What you need to do: Write out the records below once more, exactly and completely.

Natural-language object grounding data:
*** Begin section ***
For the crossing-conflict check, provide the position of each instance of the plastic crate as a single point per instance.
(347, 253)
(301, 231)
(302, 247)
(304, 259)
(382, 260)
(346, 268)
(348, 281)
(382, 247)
*** End section ***
Answer to this task:
For the crossing-conflict check, provide the position of each instance of the plastic crate as a single point per instance.
(347, 253)
(301, 231)
(302, 247)
(304, 259)
(382, 260)
(346, 268)
(348, 281)
(382, 247)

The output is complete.